---------- Text excerpt ----------

In order to increase the heat transfer coefficient on the refrigerant side between the refrigerant and the heat transfer tubes, performance inside the tubes is facilitated by increasing area of the heat transfer tubes and by cutting inner grooves, which allows a stirring effect of the refrigerant to be obtained, in the heat transfer tubes. Furthermore, in order to enhance the air-side heat transfer coefficient between the air and the fins, slit groups, which are formed by performing cutting and raising of the fins, are provided between adjoining heat transfer tubes. These slit groups are provided so that the edges of the slits face the wind direction. By thinning the hydrodynamic boundary layer and the thermal boundary layer of the air flow at these edges, heat transfer is facilitated and heat exchange capacity is increased. Furthermore, the contact heat transfer coefficient between the heat transfer tubes and the fins are influenced by the contact condition between the heat transfer tubes and the fins.

----------

§ Written task A
Answer these questions from the text on heat transfer in tubes and fins:
(i) What is cut inside the heat transfer tubes so that a stirring effect of the refrigerant is obtained?
(ii) How are the slit groups formed?
(iii) Which way do the edges of the slits face?
§ Written task B
From the entries, gather every line that includes the word "dark".

---------- Stored rows ----------

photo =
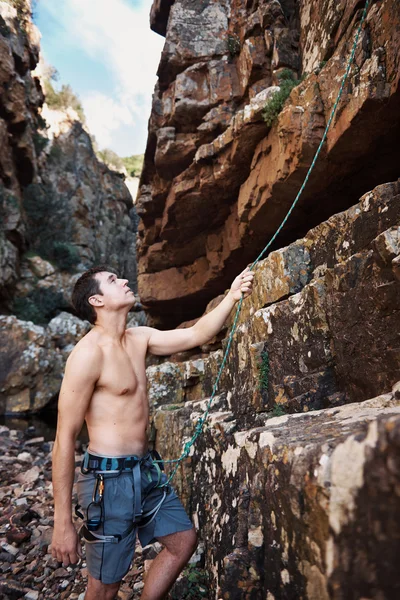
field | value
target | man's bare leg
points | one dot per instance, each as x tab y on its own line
101	591
178	548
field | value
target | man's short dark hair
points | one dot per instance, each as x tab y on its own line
87	286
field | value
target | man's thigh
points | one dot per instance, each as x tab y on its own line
171	518
108	562
181	544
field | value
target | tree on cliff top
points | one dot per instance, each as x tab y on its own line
65	98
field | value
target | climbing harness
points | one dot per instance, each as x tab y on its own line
201	420
108	467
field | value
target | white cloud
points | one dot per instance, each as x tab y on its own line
104	116
117	34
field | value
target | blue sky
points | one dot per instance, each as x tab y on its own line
106	51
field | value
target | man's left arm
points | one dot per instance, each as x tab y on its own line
178	340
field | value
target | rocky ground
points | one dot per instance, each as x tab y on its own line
27	569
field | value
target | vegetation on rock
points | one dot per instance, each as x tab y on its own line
50	225
63	99
133	164
274	106
39	306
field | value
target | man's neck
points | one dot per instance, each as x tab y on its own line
112	325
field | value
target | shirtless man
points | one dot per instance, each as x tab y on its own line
121	489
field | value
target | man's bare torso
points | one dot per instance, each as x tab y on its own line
117	416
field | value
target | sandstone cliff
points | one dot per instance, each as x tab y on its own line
217	181
298	467
61	211
294	483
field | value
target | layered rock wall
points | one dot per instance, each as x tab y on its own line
61	212
217	181
294	483
58	203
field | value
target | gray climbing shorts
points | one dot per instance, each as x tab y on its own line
109	562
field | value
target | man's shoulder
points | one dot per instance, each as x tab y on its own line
141	332
87	348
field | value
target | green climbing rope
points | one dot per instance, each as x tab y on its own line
200	422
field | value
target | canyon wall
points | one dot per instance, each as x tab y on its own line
217	180
294	483
61	212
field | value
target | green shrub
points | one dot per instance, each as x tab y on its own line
134	164
4	28
55	153
234	45
65	98
275	104
263	371
278	411
39	306
194	585
50	221
40	142
65	255
111	158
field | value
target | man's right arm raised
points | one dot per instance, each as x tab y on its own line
81	374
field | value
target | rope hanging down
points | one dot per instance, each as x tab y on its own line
203	418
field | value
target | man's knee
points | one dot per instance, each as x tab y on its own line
101	591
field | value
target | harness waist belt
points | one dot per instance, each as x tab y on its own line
108	464
92	462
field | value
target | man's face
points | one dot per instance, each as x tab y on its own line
115	292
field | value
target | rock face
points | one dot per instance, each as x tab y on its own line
217	181
32	360
61	209
294	484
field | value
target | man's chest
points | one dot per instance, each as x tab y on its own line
123	371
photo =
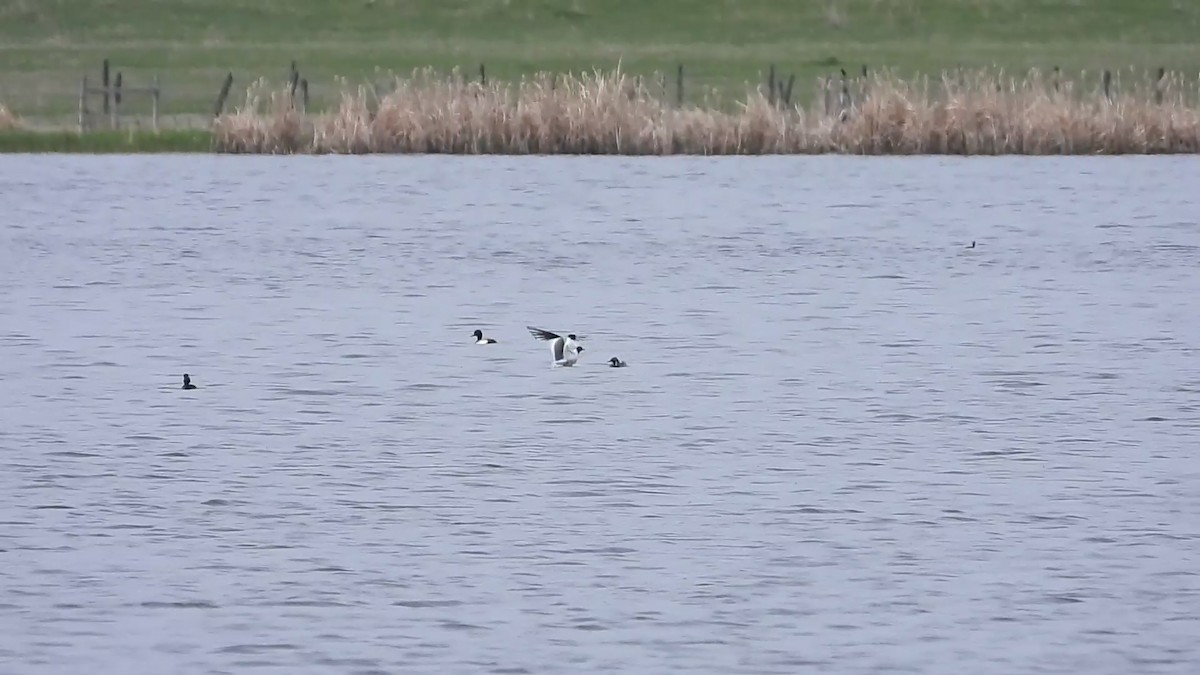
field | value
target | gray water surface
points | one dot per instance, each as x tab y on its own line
845	442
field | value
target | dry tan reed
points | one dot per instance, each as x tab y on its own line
978	113
9	120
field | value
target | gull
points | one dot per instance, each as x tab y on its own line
565	351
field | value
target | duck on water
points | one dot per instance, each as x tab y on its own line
480	339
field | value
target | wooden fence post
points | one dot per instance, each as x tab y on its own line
846	101
679	87
293	83
103	82
115	120
83	105
154	105
219	107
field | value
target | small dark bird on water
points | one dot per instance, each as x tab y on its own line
480	339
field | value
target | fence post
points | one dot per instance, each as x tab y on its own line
103	82
154	105
83	105
846	102
115	120
679	87
225	93
786	94
293	83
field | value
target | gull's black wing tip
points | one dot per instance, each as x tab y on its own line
541	334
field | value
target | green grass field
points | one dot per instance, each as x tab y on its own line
107	142
46	46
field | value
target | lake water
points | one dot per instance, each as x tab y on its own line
844	443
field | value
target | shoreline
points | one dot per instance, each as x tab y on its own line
186	142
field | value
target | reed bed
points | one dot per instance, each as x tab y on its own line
611	113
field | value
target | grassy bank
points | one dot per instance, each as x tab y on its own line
106	142
46	47
979	113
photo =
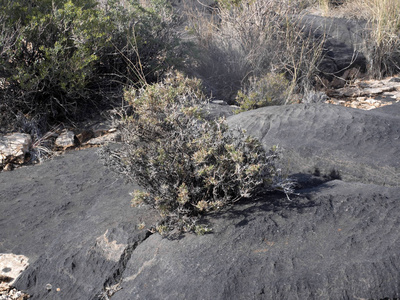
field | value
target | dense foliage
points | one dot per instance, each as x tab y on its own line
61	57
185	164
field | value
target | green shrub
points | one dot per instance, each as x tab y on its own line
65	56
53	57
185	164
271	89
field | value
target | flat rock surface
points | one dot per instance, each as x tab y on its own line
72	218
337	241
360	145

----------

§ Task solution A
(i) Inner grooves.
(ii) By cutting and raising the fins.
(iii) The wind direction.

§ Task solution B
target | man's short dark hair
target | small dark bird on water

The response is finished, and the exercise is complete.